• [Task material]:
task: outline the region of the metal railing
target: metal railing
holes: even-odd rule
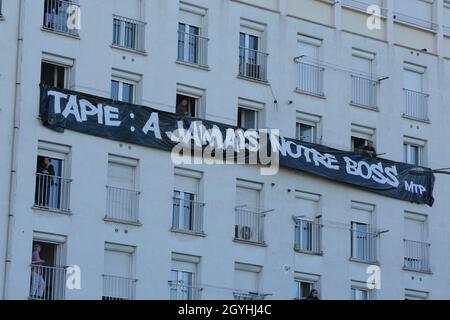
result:
[[[394,12],[394,20],[401,21],[416,27],[437,31],[439,25],[433,21],[423,20],[416,17],[408,16],[404,13]]]
[[[173,198],[172,229],[203,233],[203,208],[197,201]]]
[[[170,300],[200,300],[201,287],[189,286],[180,282],[169,281]]]
[[[259,209],[237,207],[234,238],[264,244],[264,217]]]
[[[134,300],[137,279],[103,275],[102,300]]]
[[[405,115],[419,120],[428,120],[429,94],[403,89]]]
[[[31,300],[64,300],[66,268],[31,264]]]
[[[208,66],[208,38],[178,31],[178,61]]]
[[[405,260],[407,270],[430,272],[430,244],[419,241],[404,240]]]
[[[113,15],[113,45],[145,51],[145,22]]]
[[[350,229],[351,258],[365,262],[376,262],[378,233]]]
[[[296,219],[294,250],[304,253],[321,254],[322,224]]]
[[[2,14],[2,0],[0,0],[0,17],[3,16]]]
[[[297,91],[323,97],[323,75],[325,68],[305,62],[299,62],[298,66],[299,81]]]
[[[378,81],[352,75],[352,104],[369,108],[377,107]]]
[[[70,183],[72,179],[36,173],[34,206],[56,211],[70,211]]]
[[[73,11],[74,6],[80,7],[70,0],[45,0],[43,28],[78,36],[78,30],[70,26],[73,18],[70,11]]]
[[[265,300],[266,296],[256,292],[233,292],[234,300]]]
[[[111,186],[106,190],[106,218],[139,222],[139,191]]]
[[[363,2],[363,1],[356,1],[356,0],[343,0],[342,1],[342,5],[344,7],[349,7],[364,13],[368,13],[367,9],[372,6],[372,5],[377,5],[380,7],[381,9],[381,16],[382,17],[386,17],[387,16],[387,9],[386,8],[382,8],[381,6],[381,1],[369,1],[371,3],[368,2]]]
[[[239,47],[239,75],[258,81],[267,81],[267,57],[265,52]]]

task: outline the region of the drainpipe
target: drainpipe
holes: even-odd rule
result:
[[[20,107],[21,107],[21,82],[22,82],[22,47],[23,47],[23,21],[25,0],[19,0],[19,12],[17,20],[17,48],[16,48],[16,75],[14,89],[13,130],[11,141],[11,168],[9,179],[8,222],[6,231],[5,272],[3,275],[3,299],[8,299],[8,285],[12,262],[12,242],[14,231],[15,198],[17,188],[17,155],[20,133]]]

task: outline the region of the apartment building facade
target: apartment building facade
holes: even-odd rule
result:
[[[39,113],[43,84],[448,167],[448,1],[0,6],[3,299],[450,298],[446,177],[430,207],[283,168],[177,166]]]

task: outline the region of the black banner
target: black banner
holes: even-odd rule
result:
[[[46,86],[41,87],[40,116],[57,132],[69,129],[180,155],[192,147],[191,154],[200,150],[202,157],[215,160],[228,159],[220,153],[231,148],[237,163],[279,164],[404,201],[434,202],[434,175],[428,168],[301,142],[275,130],[245,130]]]

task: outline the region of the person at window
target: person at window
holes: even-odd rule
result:
[[[305,300],[320,300],[319,299],[319,291],[317,291],[317,289],[312,289]]]
[[[368,141],[367,144],[361,149],[364,154],[367,154],[369,157],[373,158],[377,156],[377,151],[373,146],[372,141]]]
[[[45,280],[42,276],[44,260],[41,258],[41,246],[35,244],[33,246],[33,253],[31,254],[31,287],[30,295],[34,299],[42,299],[45,291]]]
[[[176,113],[180,116],[189,115],[189,100],[187,98],[182,98],[177,104]]]
[[[48,207],[50,201],[50,188],[53,184],[55,169],[49,157],[38,158],[36,175],[35,203],[39,207]]]

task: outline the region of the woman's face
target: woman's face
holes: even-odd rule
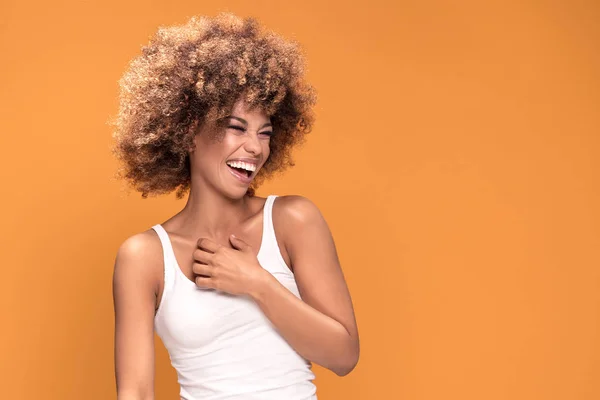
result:
[[[190,152],[194,185],[209,186],[230,198],[243,197],[269,157],[272,134],[271,120],[263,111],[236,102],[229,116],[216,126],[200,128],[194,137],[196,147]]]

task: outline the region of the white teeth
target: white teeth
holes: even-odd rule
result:
[[[227,165],[234,168],[243,168],[246,171],[254,172],[256,171],[256,165],[245,163],[243,161],[227,161]]]

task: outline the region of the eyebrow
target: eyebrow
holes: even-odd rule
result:
[[[226,117],[225,117],[225,119],[227,119],[227,118],[236,119],[236,120],[240,121],[241,123],[243,123],[243,124],[245,124],[245,125],[248,125],[248,121],[246,121],[244,118],[236,117],[236,116],[233,116],[233,115],[228,115],[228,116],[226,116]],[[267,127],[267,126],[271,126],[271,127],[272,127],[272,126],[273,126],[273,124],[271,124],[270,122],[265,122],[265,123],[264,123],[264,124],[263,124],[263,125],[262,125],[260,128],[258,128],[258,129],[262,129],[262,128],[265,128],[265,127]]]

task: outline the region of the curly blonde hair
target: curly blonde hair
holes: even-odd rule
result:
[[[196,128],[217,122],[244,98],[271,118],[270,155],[248,194],[294,165],[291,149],[312,129],[314,88],[305,82],[300,46],[230,13],[159,27],[119,80],[113,155],[118,179],[142,198],[190,189]]]

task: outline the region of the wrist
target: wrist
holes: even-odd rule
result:
[[[260,302],[272,286],[274,279],[275,277],[271,275],[269,271],[261,267],[254,279],[254,284],[251,285],[251,288],[248,291],[248,296],[257,303]]]

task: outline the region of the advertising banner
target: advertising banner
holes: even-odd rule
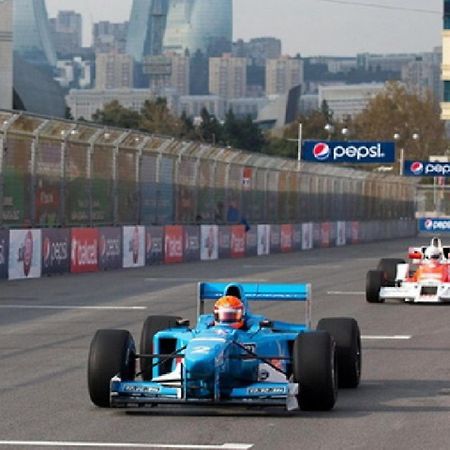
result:
[[[70,272],[70,230],[42,230],[42,275]]]
[[[245,233],[245,255],[258,255],[258,230],[256,229],[256,227],[251,227]]]
[[[282,253],[292,252],[292,224],[281,225],[280,243]]]
[[[9,231],[0,230],[0,280],[8,278]]]
[[[281,230],[280,225],[270,225],[270,253],[280,253],[281,251]]]
[[[164,262],[164,227],[149,226],[145,228],[145,264]]]
[[[21,280],[41,276],[41,230],[10,230],[8,278]]]
[[[352,222],[351,224],[351,242],[352,244],[358,244],[360,237],[359,237],[359,222]]]
[[[164,262],[174,264],[183,262],[183,226],[164,227]]]
[[[232,225],[231,227],[231,257],[242,258],[245,256],[245,226]]]
[[[450,218],[428,218],[419,219],[419,231],[423,233],[450,232]]]
[[[72,228],[70,254],[72,273],[98,272],[98,229]]]
[[[450,177],[450,163],[405,161],[403,173],[409,177]]]
[[[145,266],[145,227],[123,227],[123,267]]]
[[[316,163],[395,162],[395,142],[304,141],[302,159]]]
[[[337,222],[329,222],[330,224],[330,245],[329,247],[336,246],[337,240]]]
[[[313,224],[302,223],[302,250],[311,250],[314,244]]]
[[[336,246],[342,247],[347,243],[345,222],[337,222]]]
[[[219,258],[219,227],[218,225],[202,225],[201,229],[201,260],[210,261]]]
[[[200,227],[190,225],[184,227],[184,255],[186,262],[200,261]]]
[[[292,226],[292,250],[302,249],[302,225],[300,223]]]
[[[320,248],[322,246],[322,224],[313,223],[313,248]]]
[[[231,227],[228,225],[219,226],[219,259],[231,256]]]
[[[258,256],[270,254],[270,225],[258,225]]]
[[[99,228],[98,234],[98,259],[100,270],[121,269],[123,261],[122,228]]]
[[[324,222],[321,224],[320,246],[325,247],[325,248],[330,246],[330,224],[329,224],[329,222]]]

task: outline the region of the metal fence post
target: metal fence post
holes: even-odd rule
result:
[[[66,211],[66,155],[67,155],[67,140],[69,136],[75,131],[77,125],[72,125],[69,130],[64,132],[63,141],[61,143],[61,168],[60,168],[60,202],[59,202],[59,223],[61,226],[66,225],[65,211]]]
[[[150,136],[145,136],[142,143],[139,144],[137,148],[137,157],[136,157],[136,172],[135,172],[135,180],[136,180],[136,219],[138,225],[142,224],[142,189],[141,189],[141,168],[142,168],[142,154],[144,152],[144,148],[151,141]]]
[[[49,120],[44,120],[34,131],[33,131],[33,141],[31,142],[31,159],[30,159],[30,176],[31,176],[31,214],[30,221],[31,225],[36,225],[36,169],[37,169],[37,152],[39,148],[39,136],[41,131],[47,126]]]
[[[120,145],[131,134],[131,131],[122,133],[113,143],[113,224],[117,225],[119,222],[119,183],[118,183],[118,163],[117,159],[120,152]]]
[[[89,226],[92,227],[92,155],[95,149],[97,139],[103,134],[103,130],[97,130],[89,139],[88,147],[86,149],[86,181],[88,189],[88,207],[89,207]]]
[[[4,157],[7,151],[7,136],[8,130],[12,124],[21,116],[21,114],[14,114],[9,120],[3,122],[0,127],[0,227],[3,225],[3,206],[4,206],[4,184],[3,176]]]

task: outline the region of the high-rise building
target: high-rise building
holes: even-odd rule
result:
[[[14,0],[14,51],[25,61],[56,66],[45,0]]]
[[[239,39],[233,43],[233,54],[250,59],[256,66],[264,66],[266,59],[277,59],[281,56],[281,40],[274,37],[260,37],[244,42]]]
[[[450,0],[444,1],[444,31],[442,37],[442,81],[444,99],[441,103],[442,120],[450,121]]]
[[[83,19],[75,11],[59,11],[58,16],[50,19],[56,52],[63,55],[77,53],[82,46]]]
[[[176,53],[146,56],[143,72],[149,76],[149,88],[154,92],[172,89],[177,95],[189,94],[189,57]]]
[[[13,0],[0,1],[0,108],[13,106]]]
[[[128,34],[128,22],[111,23],[102,21],[94,23],[92,28],[92,46],[95,53],[116,51],[125,53]]]
[[[247,58],[225,54],[209,58],[209,92],[226,99],[246,95]]]
[[[302,85],[303,61],[283,56],[266,61],[266,95],[286,94],[294,86]]]
[[[133,87],[133,57],[125,53],[98,53],[95,59],[97,90]]]
[[[133,1],[126,52],[135,61],[162,53],[168,8],[169,0]]]
[[[163,49],[208,56],[231,52],[232,0],[171,0]]]

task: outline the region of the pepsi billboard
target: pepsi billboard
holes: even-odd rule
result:
[[[8,278],[9,231],[0,230],[0,280]]]
[[[448,218],[421,218],[419,219],[419,231],[424,233],[450,232],[450,217]]]
[[[42,230],[42,275],[70,272],[70,230]]]
[[[393,163],[395,143],[305,141],[302,159],[317,163]]]
[[[99,228],[98,236],[99,269],[121,269],[123,261],[122,229],[120,227]]]
[[[409,177],[450,177],[450,163],[405,161],[403,173]]]

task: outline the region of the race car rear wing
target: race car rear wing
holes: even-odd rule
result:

• [Exercise goal]: Copy each line of the listing above that contains the word "face".

• [Expected output]:
task: outline the region of the woman's face
target: woman's face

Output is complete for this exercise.